PROVIDED MATERIAL –
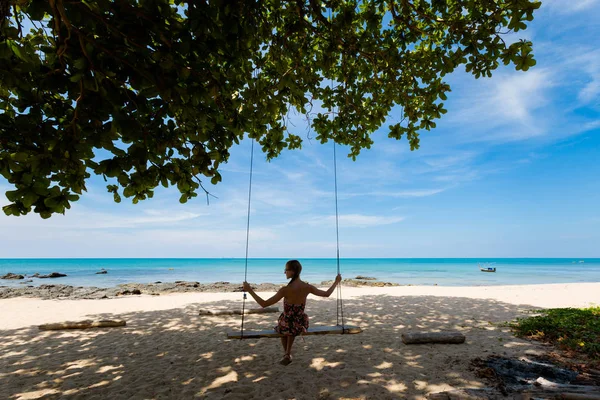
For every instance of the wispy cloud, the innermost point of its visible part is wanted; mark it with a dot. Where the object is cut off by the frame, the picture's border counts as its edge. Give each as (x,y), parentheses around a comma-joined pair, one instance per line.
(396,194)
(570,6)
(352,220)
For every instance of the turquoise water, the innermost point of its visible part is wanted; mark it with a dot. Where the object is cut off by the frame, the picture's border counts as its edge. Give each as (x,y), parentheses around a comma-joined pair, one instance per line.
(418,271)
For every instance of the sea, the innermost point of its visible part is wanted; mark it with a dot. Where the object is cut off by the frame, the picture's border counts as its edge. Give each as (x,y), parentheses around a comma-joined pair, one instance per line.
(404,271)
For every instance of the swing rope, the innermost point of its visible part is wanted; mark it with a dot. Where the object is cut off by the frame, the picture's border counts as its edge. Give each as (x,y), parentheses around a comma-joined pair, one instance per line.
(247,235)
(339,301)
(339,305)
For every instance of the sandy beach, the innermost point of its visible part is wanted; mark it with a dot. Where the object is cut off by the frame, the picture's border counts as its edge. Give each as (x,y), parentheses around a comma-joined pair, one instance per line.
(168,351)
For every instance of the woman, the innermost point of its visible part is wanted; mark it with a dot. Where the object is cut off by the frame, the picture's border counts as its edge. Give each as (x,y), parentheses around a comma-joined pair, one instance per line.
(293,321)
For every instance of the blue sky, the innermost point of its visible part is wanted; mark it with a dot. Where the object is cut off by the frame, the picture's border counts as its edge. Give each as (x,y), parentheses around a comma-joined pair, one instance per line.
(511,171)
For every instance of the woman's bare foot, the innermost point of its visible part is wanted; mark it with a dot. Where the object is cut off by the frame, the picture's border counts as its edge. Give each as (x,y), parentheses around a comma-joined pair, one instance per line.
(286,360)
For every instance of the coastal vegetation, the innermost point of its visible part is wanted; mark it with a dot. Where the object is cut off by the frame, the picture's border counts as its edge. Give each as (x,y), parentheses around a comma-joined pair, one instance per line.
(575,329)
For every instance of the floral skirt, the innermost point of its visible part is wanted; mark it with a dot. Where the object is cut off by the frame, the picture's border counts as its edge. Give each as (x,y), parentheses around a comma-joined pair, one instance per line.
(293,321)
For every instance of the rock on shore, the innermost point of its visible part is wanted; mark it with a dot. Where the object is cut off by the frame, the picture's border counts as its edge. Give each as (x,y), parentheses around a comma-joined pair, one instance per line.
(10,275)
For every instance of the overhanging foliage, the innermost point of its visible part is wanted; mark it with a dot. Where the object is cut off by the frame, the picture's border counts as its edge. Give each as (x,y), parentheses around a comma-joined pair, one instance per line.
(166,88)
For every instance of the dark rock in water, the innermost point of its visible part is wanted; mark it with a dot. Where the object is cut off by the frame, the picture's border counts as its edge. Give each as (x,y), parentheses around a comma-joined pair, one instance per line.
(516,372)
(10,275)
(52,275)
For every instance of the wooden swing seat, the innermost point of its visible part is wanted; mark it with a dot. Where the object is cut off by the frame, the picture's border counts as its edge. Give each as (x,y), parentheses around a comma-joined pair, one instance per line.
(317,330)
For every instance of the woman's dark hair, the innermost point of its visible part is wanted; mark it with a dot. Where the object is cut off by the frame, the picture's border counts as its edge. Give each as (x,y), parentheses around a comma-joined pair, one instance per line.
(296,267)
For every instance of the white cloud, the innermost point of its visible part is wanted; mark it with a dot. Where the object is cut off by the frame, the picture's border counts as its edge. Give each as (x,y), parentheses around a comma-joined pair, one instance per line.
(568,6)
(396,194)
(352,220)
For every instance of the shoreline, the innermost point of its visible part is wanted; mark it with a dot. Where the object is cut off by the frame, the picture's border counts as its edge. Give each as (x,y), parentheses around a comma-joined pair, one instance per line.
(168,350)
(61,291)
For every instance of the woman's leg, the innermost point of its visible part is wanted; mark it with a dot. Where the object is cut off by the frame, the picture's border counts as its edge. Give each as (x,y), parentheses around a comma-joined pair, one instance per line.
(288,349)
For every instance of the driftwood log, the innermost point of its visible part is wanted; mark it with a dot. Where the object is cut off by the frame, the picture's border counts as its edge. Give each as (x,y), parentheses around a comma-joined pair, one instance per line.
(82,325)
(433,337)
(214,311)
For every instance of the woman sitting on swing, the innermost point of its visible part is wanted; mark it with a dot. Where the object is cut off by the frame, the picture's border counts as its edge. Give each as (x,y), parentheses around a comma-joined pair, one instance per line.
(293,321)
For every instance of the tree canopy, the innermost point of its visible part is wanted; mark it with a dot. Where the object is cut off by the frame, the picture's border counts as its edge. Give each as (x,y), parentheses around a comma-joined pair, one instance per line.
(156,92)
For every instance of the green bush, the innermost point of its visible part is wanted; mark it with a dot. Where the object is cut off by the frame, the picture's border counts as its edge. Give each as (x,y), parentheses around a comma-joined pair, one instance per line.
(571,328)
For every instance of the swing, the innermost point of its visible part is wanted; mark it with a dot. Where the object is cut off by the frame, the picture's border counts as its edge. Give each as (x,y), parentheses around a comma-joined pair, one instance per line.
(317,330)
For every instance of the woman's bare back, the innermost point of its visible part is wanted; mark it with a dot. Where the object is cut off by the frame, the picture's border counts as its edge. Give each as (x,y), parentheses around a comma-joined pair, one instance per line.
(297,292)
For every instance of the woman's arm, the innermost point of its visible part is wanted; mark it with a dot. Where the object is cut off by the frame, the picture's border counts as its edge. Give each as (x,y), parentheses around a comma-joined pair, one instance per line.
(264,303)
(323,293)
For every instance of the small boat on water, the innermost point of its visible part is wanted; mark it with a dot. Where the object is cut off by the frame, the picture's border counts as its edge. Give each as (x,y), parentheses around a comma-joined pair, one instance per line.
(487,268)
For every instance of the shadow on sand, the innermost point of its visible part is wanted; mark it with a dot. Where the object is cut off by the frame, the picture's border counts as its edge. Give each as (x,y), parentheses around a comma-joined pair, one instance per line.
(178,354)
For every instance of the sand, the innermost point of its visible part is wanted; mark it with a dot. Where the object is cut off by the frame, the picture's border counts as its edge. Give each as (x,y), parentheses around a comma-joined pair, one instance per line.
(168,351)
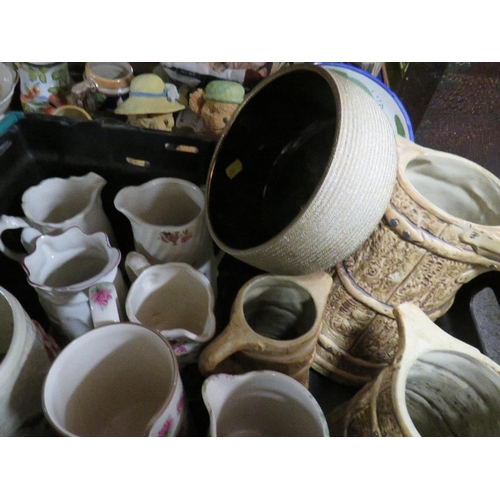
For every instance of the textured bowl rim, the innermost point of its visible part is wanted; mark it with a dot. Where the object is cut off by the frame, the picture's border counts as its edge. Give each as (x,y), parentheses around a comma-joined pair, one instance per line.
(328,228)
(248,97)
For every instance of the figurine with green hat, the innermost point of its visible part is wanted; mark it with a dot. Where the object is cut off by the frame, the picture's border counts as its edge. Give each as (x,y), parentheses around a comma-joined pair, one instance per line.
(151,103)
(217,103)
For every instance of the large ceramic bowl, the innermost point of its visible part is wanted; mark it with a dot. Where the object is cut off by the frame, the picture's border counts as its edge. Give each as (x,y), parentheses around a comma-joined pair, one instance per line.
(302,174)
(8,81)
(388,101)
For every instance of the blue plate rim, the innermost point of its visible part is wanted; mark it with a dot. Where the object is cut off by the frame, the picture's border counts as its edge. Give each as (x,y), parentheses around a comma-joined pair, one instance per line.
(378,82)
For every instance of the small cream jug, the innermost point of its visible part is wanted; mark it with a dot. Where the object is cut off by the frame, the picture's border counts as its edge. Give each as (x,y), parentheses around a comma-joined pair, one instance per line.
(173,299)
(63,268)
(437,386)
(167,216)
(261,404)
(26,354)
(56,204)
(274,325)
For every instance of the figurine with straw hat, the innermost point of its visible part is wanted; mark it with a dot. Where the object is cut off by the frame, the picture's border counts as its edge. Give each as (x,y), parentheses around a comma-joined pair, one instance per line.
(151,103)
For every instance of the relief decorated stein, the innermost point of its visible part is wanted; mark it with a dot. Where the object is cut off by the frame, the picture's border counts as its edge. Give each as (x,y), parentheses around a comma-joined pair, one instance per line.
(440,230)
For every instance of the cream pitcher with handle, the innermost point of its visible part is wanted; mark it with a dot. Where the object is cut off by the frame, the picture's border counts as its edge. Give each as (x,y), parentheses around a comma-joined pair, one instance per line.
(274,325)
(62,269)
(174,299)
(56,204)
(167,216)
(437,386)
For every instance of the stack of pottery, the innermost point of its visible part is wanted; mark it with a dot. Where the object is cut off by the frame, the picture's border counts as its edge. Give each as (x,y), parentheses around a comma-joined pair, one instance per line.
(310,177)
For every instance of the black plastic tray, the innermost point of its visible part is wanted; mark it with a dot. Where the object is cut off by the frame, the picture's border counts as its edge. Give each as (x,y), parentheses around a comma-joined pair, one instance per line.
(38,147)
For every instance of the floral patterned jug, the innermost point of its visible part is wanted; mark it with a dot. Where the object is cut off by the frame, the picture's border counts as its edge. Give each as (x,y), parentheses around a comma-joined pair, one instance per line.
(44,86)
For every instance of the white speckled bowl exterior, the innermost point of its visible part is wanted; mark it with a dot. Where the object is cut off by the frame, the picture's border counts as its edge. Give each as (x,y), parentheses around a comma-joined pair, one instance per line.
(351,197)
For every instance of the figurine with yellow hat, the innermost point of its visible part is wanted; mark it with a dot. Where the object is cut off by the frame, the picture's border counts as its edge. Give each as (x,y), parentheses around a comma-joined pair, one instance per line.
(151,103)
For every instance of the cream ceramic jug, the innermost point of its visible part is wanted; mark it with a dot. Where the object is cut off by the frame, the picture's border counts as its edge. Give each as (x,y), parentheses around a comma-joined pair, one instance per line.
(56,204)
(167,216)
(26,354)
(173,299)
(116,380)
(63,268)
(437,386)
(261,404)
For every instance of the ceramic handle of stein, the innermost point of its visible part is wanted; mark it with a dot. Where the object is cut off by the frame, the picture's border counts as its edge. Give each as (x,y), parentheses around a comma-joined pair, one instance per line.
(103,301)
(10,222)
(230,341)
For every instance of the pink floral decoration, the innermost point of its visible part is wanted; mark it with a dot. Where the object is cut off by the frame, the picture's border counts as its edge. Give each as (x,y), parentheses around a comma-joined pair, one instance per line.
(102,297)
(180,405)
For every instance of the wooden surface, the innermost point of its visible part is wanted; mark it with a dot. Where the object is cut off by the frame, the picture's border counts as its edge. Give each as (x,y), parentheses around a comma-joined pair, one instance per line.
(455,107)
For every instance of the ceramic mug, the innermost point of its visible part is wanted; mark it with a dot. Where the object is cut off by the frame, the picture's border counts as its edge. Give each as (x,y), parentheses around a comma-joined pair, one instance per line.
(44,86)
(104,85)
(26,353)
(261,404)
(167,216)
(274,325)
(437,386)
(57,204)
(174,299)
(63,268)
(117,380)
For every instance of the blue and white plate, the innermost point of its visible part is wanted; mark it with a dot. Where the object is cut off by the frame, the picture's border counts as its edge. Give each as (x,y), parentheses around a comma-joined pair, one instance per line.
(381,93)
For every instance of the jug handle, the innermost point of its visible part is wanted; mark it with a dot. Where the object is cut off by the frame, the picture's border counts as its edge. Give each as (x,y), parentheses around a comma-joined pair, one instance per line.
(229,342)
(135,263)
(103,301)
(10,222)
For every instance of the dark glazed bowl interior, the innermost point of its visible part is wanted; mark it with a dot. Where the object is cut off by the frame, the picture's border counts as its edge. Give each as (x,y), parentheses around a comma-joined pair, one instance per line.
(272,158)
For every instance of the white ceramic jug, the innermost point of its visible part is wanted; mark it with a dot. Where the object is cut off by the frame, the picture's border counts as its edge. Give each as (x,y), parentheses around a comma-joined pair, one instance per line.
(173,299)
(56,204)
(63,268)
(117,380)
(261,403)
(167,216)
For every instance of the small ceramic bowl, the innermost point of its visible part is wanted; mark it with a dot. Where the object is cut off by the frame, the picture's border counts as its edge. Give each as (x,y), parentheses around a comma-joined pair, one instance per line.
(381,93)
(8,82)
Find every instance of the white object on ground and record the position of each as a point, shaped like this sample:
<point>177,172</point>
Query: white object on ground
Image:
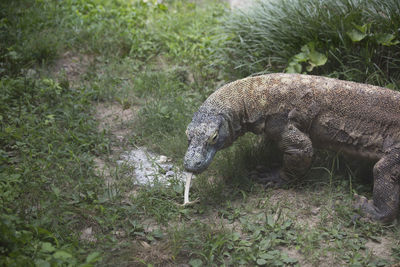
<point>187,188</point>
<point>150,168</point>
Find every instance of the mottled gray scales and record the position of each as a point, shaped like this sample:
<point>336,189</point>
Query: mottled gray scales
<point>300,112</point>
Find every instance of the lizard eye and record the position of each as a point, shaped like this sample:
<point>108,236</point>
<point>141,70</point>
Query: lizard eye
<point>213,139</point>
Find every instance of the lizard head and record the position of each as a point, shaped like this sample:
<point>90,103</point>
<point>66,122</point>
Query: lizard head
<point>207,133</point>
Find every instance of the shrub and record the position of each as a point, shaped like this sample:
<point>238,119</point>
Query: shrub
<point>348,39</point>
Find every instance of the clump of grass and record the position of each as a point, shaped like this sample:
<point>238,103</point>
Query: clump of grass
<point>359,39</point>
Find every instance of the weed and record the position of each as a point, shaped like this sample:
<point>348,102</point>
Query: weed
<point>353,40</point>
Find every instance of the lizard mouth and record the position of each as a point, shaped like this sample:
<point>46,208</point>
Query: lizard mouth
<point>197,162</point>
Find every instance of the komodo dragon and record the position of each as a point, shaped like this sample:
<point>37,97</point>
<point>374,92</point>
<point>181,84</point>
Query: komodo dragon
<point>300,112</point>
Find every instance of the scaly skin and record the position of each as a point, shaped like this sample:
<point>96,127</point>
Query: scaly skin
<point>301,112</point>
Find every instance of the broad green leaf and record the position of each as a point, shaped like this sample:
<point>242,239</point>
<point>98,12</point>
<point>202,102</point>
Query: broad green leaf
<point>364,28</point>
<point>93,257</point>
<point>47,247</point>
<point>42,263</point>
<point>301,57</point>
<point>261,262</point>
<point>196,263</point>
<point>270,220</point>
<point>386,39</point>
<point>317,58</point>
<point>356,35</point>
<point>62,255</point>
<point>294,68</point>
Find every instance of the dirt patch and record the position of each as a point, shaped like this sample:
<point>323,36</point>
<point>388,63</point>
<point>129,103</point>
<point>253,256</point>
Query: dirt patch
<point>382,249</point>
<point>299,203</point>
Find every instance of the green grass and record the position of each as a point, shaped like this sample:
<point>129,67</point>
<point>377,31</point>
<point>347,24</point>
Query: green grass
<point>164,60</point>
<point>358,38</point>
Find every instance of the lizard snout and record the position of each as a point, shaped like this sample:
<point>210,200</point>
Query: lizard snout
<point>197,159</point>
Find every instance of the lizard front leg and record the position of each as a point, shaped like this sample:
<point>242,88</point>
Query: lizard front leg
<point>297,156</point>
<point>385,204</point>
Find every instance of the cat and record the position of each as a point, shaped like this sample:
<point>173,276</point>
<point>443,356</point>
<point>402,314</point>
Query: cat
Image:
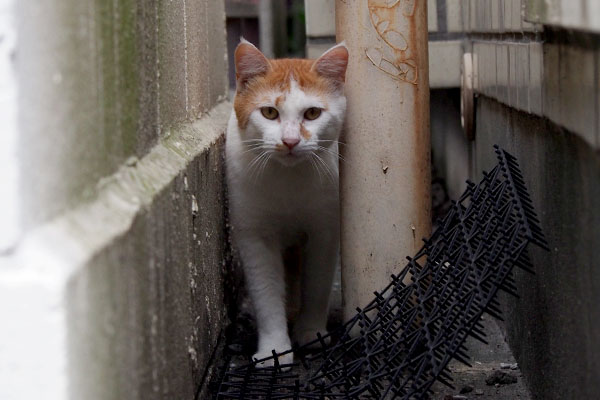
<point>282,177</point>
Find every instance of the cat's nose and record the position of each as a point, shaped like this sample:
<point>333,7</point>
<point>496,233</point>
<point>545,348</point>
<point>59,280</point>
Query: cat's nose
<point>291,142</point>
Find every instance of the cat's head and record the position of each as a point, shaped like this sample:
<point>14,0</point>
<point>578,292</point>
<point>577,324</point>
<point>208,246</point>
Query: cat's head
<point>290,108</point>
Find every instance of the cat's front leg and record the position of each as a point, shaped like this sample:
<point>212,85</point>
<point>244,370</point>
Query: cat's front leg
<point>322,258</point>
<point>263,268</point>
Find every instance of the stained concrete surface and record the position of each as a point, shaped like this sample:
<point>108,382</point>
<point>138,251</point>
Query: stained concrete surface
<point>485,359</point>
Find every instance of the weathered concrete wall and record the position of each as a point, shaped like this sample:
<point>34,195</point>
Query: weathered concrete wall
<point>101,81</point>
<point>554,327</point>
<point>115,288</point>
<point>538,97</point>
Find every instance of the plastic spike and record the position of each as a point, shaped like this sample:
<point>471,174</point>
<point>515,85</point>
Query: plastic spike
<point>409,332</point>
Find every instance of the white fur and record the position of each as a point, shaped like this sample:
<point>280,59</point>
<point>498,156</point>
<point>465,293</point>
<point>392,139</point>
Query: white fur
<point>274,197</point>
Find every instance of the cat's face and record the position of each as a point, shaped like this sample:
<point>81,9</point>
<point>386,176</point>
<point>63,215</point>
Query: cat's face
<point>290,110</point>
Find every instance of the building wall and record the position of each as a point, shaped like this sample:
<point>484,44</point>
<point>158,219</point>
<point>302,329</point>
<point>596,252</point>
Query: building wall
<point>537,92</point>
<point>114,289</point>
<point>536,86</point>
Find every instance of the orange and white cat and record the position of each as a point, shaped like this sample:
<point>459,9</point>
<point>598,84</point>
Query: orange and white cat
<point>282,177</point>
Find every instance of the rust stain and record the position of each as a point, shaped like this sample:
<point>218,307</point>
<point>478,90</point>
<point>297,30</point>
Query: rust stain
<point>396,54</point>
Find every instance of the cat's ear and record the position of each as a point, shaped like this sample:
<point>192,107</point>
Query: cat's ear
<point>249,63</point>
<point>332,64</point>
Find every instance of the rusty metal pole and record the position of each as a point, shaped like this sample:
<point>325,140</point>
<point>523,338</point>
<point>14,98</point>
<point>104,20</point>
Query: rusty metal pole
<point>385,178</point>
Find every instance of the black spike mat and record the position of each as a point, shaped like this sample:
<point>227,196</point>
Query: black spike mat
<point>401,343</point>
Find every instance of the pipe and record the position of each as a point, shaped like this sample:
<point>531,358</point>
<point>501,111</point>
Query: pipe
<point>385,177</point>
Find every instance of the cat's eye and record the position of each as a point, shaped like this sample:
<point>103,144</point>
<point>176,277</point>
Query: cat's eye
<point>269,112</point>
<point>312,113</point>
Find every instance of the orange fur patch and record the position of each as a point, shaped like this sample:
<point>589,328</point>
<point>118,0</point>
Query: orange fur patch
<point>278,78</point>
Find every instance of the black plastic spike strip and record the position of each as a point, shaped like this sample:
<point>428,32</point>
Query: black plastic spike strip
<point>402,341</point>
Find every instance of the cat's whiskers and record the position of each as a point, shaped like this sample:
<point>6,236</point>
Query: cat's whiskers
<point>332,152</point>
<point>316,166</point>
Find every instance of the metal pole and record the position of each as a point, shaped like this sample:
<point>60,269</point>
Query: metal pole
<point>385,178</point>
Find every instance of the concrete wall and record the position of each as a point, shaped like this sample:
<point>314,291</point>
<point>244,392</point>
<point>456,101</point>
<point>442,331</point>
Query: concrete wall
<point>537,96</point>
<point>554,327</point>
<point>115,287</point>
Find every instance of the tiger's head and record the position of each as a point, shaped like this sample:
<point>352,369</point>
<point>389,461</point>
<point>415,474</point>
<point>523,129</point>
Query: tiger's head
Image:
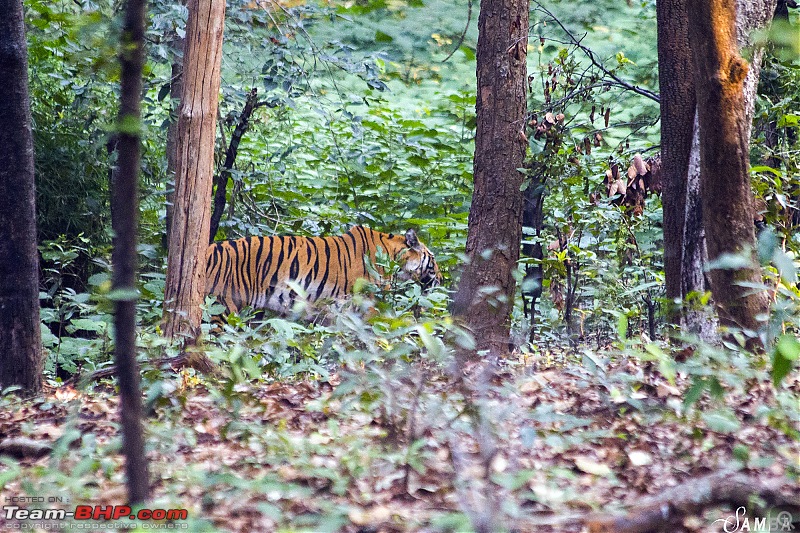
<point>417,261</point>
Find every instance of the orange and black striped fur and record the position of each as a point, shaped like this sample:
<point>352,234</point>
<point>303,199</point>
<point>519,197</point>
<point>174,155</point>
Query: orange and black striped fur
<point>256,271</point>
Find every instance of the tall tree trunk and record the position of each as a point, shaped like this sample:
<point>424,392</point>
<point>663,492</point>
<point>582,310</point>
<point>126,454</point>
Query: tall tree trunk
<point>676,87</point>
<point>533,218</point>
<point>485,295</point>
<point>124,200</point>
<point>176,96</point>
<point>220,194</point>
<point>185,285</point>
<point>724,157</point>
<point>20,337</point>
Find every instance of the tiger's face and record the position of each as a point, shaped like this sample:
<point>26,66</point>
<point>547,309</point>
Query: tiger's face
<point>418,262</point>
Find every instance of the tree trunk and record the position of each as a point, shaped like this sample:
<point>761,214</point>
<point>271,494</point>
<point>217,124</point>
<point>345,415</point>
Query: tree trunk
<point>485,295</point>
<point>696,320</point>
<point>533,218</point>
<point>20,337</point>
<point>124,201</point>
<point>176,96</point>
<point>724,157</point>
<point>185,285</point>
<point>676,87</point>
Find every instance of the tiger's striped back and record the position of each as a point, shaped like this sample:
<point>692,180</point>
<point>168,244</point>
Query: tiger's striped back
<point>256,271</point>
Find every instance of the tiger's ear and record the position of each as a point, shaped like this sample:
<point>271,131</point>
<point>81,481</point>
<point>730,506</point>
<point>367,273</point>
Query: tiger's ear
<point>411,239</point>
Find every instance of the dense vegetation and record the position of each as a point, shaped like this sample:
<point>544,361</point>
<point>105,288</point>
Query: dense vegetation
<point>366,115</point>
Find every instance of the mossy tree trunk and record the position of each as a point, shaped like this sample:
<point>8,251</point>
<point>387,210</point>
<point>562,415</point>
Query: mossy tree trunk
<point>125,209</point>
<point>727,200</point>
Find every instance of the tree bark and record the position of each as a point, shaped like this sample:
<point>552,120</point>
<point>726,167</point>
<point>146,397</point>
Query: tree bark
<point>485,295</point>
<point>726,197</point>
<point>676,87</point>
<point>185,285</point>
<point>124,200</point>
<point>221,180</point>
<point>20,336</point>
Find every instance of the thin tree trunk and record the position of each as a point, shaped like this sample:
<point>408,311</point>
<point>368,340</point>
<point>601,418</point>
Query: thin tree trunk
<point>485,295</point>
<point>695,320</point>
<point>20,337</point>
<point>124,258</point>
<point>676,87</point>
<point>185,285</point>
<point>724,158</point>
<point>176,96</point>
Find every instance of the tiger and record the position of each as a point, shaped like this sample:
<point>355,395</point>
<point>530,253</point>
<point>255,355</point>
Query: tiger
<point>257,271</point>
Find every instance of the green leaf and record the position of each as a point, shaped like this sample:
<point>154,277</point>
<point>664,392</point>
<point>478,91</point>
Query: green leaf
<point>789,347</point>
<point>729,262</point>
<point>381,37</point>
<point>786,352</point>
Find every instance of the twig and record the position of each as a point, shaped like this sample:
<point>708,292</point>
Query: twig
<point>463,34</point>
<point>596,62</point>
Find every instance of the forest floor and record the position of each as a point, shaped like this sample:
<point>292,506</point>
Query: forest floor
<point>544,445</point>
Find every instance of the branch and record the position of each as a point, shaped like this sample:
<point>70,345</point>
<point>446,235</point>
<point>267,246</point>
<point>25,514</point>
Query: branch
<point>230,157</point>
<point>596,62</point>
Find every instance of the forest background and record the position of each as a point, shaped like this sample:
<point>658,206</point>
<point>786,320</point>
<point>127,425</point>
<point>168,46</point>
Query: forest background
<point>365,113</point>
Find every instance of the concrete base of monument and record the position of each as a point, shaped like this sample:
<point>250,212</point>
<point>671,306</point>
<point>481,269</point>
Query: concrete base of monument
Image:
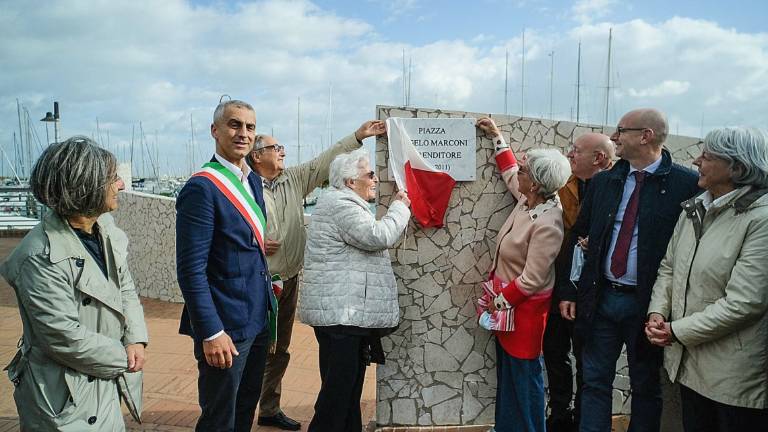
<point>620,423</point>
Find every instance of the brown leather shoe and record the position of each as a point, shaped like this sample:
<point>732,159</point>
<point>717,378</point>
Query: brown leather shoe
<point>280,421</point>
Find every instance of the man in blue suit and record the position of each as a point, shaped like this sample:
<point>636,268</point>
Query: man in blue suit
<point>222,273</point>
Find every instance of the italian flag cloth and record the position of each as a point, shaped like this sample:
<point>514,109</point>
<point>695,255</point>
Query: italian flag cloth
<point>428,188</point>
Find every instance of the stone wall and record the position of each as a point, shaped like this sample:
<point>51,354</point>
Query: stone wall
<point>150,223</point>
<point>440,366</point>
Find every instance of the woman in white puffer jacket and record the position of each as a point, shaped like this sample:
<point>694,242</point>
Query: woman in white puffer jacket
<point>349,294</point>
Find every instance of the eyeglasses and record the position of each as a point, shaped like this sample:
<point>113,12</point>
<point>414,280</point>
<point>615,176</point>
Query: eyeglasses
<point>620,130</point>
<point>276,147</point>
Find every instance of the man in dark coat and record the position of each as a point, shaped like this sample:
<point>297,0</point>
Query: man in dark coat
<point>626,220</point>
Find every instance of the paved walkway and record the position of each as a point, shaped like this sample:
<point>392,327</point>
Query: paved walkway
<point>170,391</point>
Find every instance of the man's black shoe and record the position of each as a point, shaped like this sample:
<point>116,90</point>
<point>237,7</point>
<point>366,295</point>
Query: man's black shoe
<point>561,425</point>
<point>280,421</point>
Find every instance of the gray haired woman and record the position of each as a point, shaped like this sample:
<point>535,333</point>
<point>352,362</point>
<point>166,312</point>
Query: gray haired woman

TASK DESCRIPTION – Within the material, find all lines that hold the word "base" and show them.

REPLY –
Find every instance of the concrete base of monument and record the position of each as a point, shaped like this sample:
Query: concrete base of monument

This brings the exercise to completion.